From the entries below, transcribe exactly the lines between the line holding "Query: door window" and the line holding "Query: grass verge", inclusive; skip all other lines.

[Data excerpts]
....

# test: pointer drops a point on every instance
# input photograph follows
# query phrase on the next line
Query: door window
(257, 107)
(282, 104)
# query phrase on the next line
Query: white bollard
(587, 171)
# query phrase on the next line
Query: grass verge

....

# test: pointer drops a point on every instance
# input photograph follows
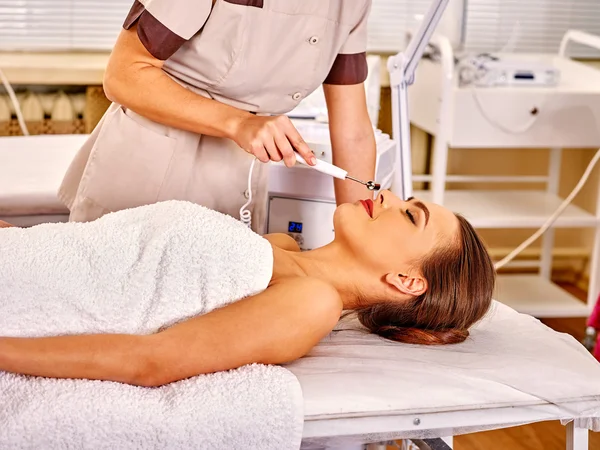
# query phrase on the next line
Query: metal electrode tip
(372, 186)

....

▸ Solution
Query: door window
(257, 107)
(282, 104)
# query phrase on the next line
Query: white bollard
(587, 171)
# query phrase on the next line
Query: grass verge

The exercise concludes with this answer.